Instructions for the task: Write out exactly, with both ends included, the lines that run from the line containing "Target: boardwalk railing" to the end of the entries. Pictures are not part of the answer.

(Data items)
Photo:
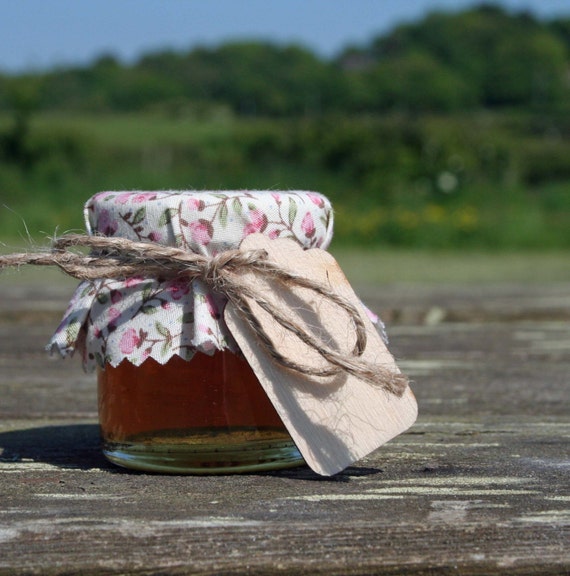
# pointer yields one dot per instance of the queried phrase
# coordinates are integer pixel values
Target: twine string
(120, 258)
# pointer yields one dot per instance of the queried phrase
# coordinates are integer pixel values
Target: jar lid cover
(138, 318)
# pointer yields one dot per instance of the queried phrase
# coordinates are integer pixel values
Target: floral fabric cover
(138, 318)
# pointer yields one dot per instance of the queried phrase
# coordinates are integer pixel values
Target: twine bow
(120, 258)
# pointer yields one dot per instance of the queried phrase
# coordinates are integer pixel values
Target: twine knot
(120, 258)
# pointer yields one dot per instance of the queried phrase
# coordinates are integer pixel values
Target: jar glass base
(205, 453)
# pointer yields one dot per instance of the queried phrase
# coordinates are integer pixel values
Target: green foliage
(444, 133)
(480, 57)
(478, 181)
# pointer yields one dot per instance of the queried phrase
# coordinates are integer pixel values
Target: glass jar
(207, 415)
(175, 393)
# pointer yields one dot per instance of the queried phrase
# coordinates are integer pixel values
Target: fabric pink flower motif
(130, 282)
(123, 198)
(116, 296)
(106, 225)
(317, 200)
(193, 204)
(129, 341)
(113, 314)
(140, 198)
(201, 232)
(308, 225)
(257, 222)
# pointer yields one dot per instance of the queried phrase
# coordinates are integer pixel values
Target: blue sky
(37, 34)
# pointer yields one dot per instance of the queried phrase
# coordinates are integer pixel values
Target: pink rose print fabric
(109, 320)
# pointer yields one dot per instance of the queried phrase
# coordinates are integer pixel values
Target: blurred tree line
(482, 57)
(453, 131)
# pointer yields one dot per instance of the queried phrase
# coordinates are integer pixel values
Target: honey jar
(175, 395)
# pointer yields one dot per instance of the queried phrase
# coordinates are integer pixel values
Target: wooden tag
(334, 421)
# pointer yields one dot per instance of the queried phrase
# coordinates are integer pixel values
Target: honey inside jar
(206, 415)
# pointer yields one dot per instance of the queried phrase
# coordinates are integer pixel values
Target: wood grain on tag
(334, 421)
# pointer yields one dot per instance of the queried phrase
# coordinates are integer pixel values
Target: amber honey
(206, 415)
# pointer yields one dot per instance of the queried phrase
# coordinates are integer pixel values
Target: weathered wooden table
(479, 485)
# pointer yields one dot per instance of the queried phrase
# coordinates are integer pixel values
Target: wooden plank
(479, 485)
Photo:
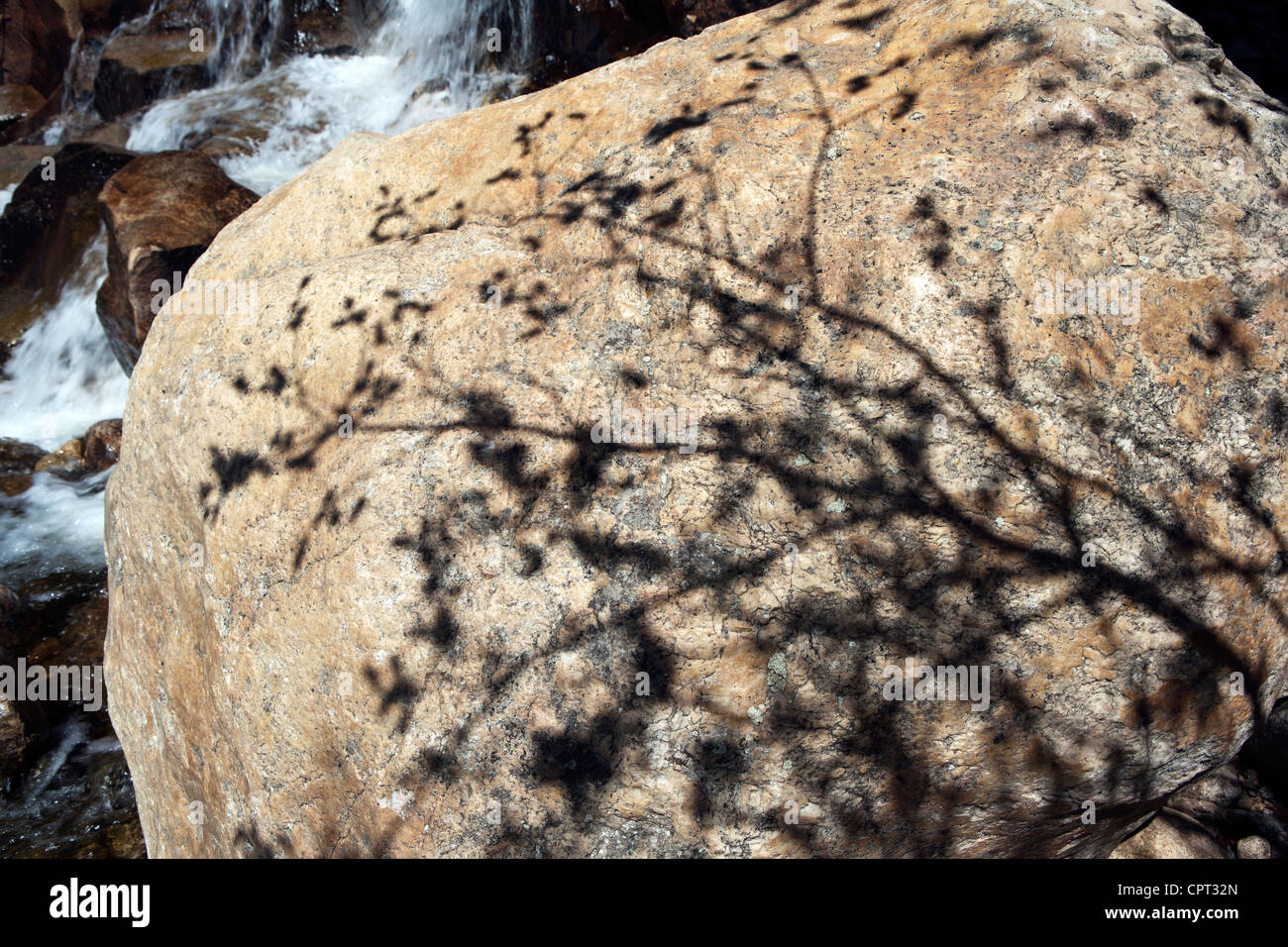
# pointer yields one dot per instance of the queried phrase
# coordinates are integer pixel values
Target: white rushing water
(424, 62)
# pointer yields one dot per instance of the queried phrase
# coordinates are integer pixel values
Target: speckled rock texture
(380, 585)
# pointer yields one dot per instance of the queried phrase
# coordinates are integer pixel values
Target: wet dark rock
(44, 230)
(18, 102)
(161, 210)
(17, 463)
(67, 462)
(102, 445)
(35, 44)
(138, 69)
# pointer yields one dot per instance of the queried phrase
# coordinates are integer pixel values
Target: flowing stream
(424, 60)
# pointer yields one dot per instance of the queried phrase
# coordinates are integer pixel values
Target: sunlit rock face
(398, 569)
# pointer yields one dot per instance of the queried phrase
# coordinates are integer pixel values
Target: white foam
(62, 376)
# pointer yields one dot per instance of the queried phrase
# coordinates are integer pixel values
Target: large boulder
(393, 569)
(161, 213)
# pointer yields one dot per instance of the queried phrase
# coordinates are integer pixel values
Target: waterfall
(417, 60)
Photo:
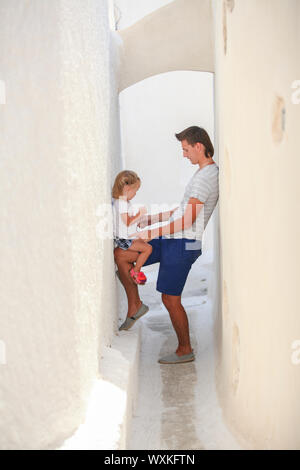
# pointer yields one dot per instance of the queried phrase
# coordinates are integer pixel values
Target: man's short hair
(196, 134)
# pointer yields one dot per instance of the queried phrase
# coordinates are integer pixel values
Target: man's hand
(147, 235)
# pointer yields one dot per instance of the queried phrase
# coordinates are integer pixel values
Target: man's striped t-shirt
(204, 185)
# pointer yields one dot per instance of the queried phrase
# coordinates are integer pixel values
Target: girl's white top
(122, 206)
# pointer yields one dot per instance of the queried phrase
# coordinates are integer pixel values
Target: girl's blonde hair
(122, 179)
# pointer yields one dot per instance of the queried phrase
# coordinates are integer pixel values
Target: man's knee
(170, 301)
(118, 254)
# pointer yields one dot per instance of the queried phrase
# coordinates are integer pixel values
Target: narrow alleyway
(177, 406)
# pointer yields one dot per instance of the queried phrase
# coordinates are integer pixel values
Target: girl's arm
(192, 210)
(129, 220)
(156, 218)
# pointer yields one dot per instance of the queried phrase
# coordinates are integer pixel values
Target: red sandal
(139, 278)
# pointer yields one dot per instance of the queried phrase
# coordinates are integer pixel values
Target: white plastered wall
(177, 36)
(257, 60)
(59, 135)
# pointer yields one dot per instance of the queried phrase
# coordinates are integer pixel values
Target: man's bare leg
(179, 321)
(124, 260)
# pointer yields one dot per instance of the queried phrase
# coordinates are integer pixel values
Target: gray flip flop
(130, 321)
(175, 359)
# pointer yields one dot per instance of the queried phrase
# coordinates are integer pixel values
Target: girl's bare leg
(144, 250)
(124, 260)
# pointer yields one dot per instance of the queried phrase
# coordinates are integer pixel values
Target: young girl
(126, 185)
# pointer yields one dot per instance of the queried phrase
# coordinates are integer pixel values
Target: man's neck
(208, 162)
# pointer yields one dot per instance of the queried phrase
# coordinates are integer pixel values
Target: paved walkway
(178, 407)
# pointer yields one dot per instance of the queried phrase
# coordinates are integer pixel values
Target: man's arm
(193, 208)
(152, 219)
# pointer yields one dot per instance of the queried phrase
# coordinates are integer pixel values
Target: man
(177, 245)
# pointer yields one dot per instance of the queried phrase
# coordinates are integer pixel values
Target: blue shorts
(123, 243)
(176, 256)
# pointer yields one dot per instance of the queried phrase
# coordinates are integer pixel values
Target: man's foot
(130, 321)
(138, 277)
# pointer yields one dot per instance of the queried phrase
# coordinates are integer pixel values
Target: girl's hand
(143, 210)
(143, 222)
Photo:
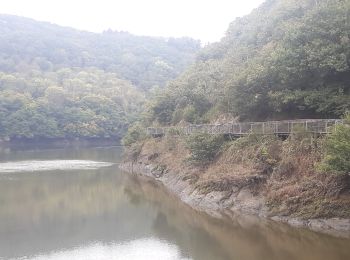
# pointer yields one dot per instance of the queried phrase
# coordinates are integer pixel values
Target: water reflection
(106, 214)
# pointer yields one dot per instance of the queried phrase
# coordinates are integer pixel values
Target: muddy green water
(74, 204)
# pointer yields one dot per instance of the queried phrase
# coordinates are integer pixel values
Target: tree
(337, 154)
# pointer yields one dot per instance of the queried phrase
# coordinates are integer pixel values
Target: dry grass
(284, 171)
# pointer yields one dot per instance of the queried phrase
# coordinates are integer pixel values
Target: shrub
(204, 147)
(134, 134)
(337, 149)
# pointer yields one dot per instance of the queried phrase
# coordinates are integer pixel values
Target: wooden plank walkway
(282, 128)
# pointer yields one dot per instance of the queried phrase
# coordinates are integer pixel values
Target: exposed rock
(230, 199)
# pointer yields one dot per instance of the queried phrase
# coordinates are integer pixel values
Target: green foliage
(204, 147)
(26, 44)
(337, 145)
(287, 59)
(134, 134)
(85, 103)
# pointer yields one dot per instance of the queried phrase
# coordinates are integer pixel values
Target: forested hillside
(26, 44)
(57, 82)
(287, 59)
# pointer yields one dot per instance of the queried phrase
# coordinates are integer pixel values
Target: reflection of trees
(242, 237)
(59, 195)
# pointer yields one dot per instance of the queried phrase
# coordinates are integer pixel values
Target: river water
(75, 204)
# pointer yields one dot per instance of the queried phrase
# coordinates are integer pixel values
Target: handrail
(285, 127)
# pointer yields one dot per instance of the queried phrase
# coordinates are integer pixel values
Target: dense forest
(57, 82)
(288, 59)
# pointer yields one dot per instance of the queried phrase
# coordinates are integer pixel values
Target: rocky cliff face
(223, 204)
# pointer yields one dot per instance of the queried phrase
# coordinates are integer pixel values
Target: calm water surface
(76, 204)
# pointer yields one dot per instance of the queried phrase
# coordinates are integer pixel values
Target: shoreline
(221, 204)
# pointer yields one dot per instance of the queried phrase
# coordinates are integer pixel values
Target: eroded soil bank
(281, 185)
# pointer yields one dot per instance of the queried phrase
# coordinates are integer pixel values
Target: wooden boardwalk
(281, 128)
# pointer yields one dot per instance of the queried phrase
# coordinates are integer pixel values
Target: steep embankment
(267, 177)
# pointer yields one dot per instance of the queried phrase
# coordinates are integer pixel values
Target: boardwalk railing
(317, 126)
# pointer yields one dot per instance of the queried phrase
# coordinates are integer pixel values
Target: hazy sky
(206, 20)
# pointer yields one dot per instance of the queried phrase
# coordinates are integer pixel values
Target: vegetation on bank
(285, 172)
(288, 59)
(57, 82)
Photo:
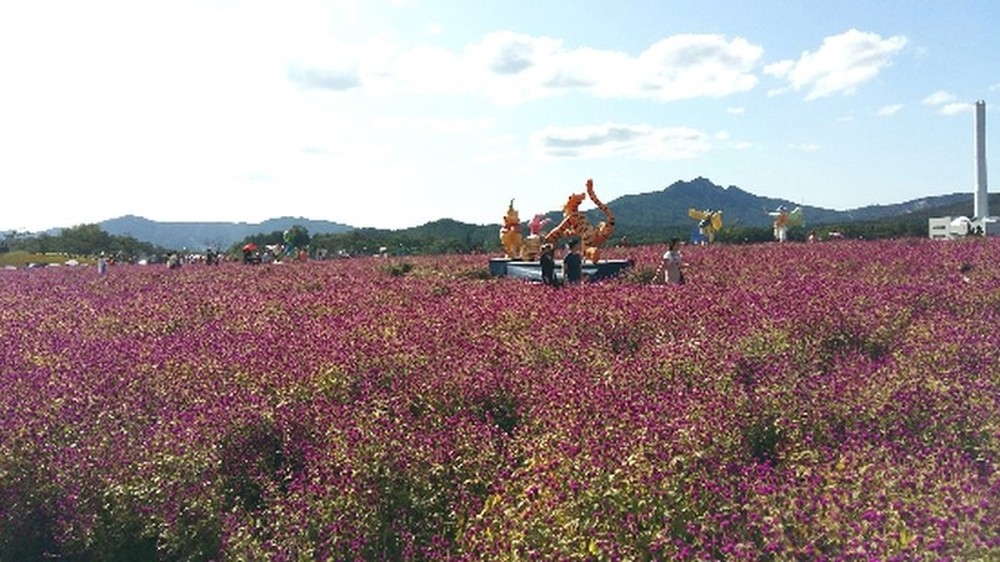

Solution below:
Target: boardwalk railing
(317, 126)
# pointer yields one dot per instance of the queried phrase
# coordinates are integer pixel values
Target: hazy sky
(206, 20)
# pointer yields one dot per instance of the queried phrase
# coordinates are integer pixel values
Target: vegetation on bank
(285, 172)
(288, 59)
(57, 82)
Photo:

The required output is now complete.